> _TASK GOAL_:
Write out all the entries word for word, but skip any images.

.....

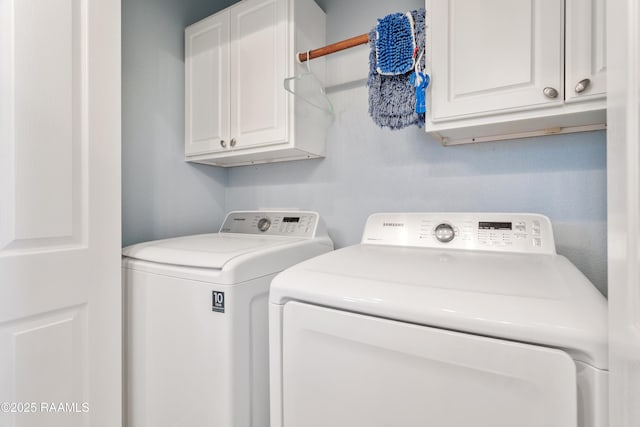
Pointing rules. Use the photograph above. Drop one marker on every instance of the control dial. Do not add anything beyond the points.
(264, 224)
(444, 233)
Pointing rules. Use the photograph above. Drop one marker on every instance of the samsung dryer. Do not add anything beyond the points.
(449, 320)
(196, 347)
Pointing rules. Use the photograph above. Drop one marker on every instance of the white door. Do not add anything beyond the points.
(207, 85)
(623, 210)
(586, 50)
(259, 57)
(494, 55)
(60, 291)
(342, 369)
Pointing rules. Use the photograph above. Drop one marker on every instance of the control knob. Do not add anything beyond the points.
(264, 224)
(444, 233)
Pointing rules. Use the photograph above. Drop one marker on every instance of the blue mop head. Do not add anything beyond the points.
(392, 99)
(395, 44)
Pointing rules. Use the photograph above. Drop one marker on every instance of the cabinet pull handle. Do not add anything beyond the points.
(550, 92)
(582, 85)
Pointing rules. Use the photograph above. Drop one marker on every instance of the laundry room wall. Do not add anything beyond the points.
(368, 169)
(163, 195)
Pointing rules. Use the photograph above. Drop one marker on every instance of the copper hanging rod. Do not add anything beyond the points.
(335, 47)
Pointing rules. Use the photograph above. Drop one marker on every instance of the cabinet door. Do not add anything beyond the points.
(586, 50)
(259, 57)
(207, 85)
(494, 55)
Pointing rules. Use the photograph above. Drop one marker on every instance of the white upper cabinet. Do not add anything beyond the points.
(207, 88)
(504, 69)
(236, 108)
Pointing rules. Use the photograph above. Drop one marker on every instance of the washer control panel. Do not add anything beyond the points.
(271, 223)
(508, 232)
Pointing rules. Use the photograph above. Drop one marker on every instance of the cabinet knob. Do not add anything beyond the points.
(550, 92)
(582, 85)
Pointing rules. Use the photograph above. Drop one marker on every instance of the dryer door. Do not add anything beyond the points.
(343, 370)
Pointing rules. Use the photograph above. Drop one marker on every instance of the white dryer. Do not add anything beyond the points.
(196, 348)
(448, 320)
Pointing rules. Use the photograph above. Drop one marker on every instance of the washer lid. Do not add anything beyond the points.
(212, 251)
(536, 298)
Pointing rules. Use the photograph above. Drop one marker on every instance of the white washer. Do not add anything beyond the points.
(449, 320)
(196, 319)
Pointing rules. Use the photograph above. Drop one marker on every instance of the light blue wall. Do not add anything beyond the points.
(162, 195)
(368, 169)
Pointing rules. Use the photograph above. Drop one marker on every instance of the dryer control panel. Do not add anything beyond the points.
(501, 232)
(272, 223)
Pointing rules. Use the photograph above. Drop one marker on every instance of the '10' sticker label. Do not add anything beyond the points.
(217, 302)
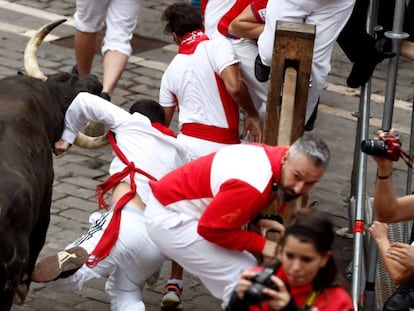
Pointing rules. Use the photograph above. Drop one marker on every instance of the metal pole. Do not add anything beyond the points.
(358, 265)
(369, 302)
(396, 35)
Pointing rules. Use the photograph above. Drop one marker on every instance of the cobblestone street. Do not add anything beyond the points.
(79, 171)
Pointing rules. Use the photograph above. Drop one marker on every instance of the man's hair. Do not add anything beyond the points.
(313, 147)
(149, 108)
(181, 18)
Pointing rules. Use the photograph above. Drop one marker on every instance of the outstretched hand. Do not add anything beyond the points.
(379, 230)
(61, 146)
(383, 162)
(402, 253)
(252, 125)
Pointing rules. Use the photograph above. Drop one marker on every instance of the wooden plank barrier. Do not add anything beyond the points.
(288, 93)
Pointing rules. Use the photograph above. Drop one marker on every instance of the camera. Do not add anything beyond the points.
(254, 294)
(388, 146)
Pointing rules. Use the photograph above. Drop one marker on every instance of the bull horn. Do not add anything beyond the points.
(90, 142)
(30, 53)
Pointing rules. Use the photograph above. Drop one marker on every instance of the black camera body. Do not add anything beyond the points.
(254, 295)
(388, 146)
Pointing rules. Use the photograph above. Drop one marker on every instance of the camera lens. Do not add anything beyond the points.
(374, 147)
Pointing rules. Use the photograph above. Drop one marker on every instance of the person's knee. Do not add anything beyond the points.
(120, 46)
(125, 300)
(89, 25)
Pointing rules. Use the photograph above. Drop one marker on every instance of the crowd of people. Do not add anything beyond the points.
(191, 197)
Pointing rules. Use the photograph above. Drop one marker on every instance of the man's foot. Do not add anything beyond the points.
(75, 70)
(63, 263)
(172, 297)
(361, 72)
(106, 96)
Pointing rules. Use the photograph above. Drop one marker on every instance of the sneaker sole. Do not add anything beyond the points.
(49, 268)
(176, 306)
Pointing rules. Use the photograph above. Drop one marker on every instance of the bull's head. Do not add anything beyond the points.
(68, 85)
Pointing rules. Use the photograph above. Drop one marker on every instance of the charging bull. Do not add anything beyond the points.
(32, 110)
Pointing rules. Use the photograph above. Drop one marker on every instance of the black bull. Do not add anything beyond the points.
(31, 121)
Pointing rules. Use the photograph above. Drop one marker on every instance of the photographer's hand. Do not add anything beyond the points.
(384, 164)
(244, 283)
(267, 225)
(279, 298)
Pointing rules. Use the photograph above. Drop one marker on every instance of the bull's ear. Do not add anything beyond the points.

.....

> _EXERCISE RESPONSE_:
Pointing rules. Use the photograph above. Drop one marker on every instance of the control dial. Do not add anything beyond the points.
(264, 224)
(444, 233)
Pointing rules. Use the photograph above. Drop one marker on every instance of the samsung dryer. Do not add anything beyond the points.
(449, 320)
(196, 347)
Pointing rules. Use the photograph above. Drop one marker on every instance of the white door. Do not add anything beyond the points.
(207, 85)
(623, 210)
(586, 50)
(259, 57)
(494, 55)
(60, 291)
(342, 369)
Pointing rules. Use the photograph above. Drop one marker on every instance of the control knob. Do not add anything beyond the points.
(264, 224)
(444, 233)
Pointing rules. Use the photograph above. Drop one marker on every instance of the blue mop head. Do not add anything beyond the points.
(392, 99)
(395, 44)
Pointing rules. Use the photograph above. Drop one marker on every instance of the cabinet pull handle. Do not add anything beyond the points.
(550, 92)
(582, 85)
Pointing rules. Use the photograph above. Drop one marker on every instance of the laundry room wall. Do not add anything beyond the points.
(368, 169)
(163, 195)
Pointing rules. Use the photograph above. Drop one marker on every instance of the copper hanging rod. Do not add anything beyond the points.
(335, 47)
Pointing rules. Use the photograph above. Drop one marker on every instance of the cabinet door. Do not add anything beyond the points.
(586, 50)
(259, 57)
(207, 85)
(494, 55)
Pointing rules. Use the photograph above. Drop one marker on every instance of the white upper cabinet. Do not add anything beyond the points.
(207, 88)
(504, 69)
(236, 108)
Pointing rules. Use the photograph above. Drop one marker on every instance of the washer control panel. Do not add anything beyond the points.
(271, 223)
(508, 232)
Pointing rules. Use the photograph above. Drop one marker on every instance of the cabinet knob. Do not add anything beyond the points.
(550, 92)
(582, 85)
Pointing rules. Use the photograph above. Drop one marker on every instance of the dryer door. Do not add anything beyond the points.
(343, 370)
Pointing rules. Use the photograph above. Drop one marker on every instance of the white dryer. Do not add anything beyond the points.
(196, 348)
(448, 320)
Pointing rules. Use the photograph above. Drop one marker on every instance of the washer lid. Do not add anything beyond the points.
(212, 251)
(536, 298)
Pointing rules. Use the photograph above. Drop one marker on every instance of the white washer. Do not add anything beyond the points.
(449, 320)
(196, 319)
Pointing rules. Use the photograph above. Drop one marker on every instance of the light blue wall. Do not add anything beyond the points.
(162, 195)
(368, 169)
Pointing rules. Use the photograph above. Drop one marker on every instance of the dryer control panel. Do not add anything beyond the points.
(501, 232)
(272, 223)
Pointing rules. Use the photograph above. Drop one marker on every instance of the '10' sticker label. Do not add anything beyond the points.
(217, 302)
Pointing rules. Use the photograph above. Drop one marker on every instance of the metal pole. Do not add anything beyond the points.
(358, 265)
(369, 302)
(396, 35)
Pointing rules. Use the photograph above. Drop one marker on every instance of the cobblestone street. Do not add anything beyond the points.
(79, 171)
Pointing rules. Use the photograph above. Drop one marker on every instance of the man's hair. Do not add anything beyond the points.
(313, 147)
(149, 108)
(181, 18)
Pointing rules. Use the photograph above. Drop one marker on every instance of the outstretched hand. Do not add anything beyond the points.
(379, 230)
(61, 146)
(383, 162)
(402, 253)
(252, 125)
Pointing rules. Use the photograph above. Drop one marker on every instance of the wooden plank barrier. Do not add anything beyond the points.
(288, 93)
Pointing rules. Use the photograph above. Drop one marker on every instance of the camera. Do not add anything beyond the points.
(254, 294)
(388, 146)
Pointing rules. Use the photograph above. Drop one marker on every instance of the bull horn. Do not add anything beyond the points.
(90, 142)
(30, 53)
Pointing rules. Use the photograph above. Drop one marker on every instance of the black camera body. Do not add anything beyond the points.
(254, 295)
(388, 146)
Pointing rules. Use the photograph above. Drop one marker on every instance of the camera lens. Do not add anything beyond the points.
(374, 147)
Pointing rules. Use the photograph above. Drop one marker on every instance of the person's knee. Do not add anything beyond the points.
(120, 46)
(125, 300)
(89, 25)
Pointing rules. Use the photograph above. Drop one marker on every instance of the crowd of people. Do not add anything beyond the points.
(191, 197)
Pointing rules. Use the photograph above. Drop one marker on every instance of the man's foot. Do not add anything beyond the points.
(75, 70)
(63, 263)
(172, 297)
(361, 72)
(106, 96)
Pointing rules. Use the photograph above. Drop one marker on every instance of the sneaker sole. Do not add anything beyond the points.
(49, 268)
(176, 306)
Pointing rules. Use the photograph above. Drop one marker on every instance of the bull's head. Do not add anything beyond the points.
(68, 85)
Pointing rules. Use the photograph above. Drop one marker on every instance of the charging bull. Do not add anything beyond the points.
(32, 110)
Pointing rules. Use the photograph above. Drop one marker on every instance of the black bull. Do not add anything beyond the points.
(31, 121)
Pointing rules. Use the photograph above. Drop one marker on every instance of the photographer's hand. Do not add anything beyond the points.
(384, 164)
(244, 283)
(267, 225)
(279, 298)
Pointing rules. Use the photograph above. Drop one marker on every instance of the bull's ear. Do not add anything beyond the points.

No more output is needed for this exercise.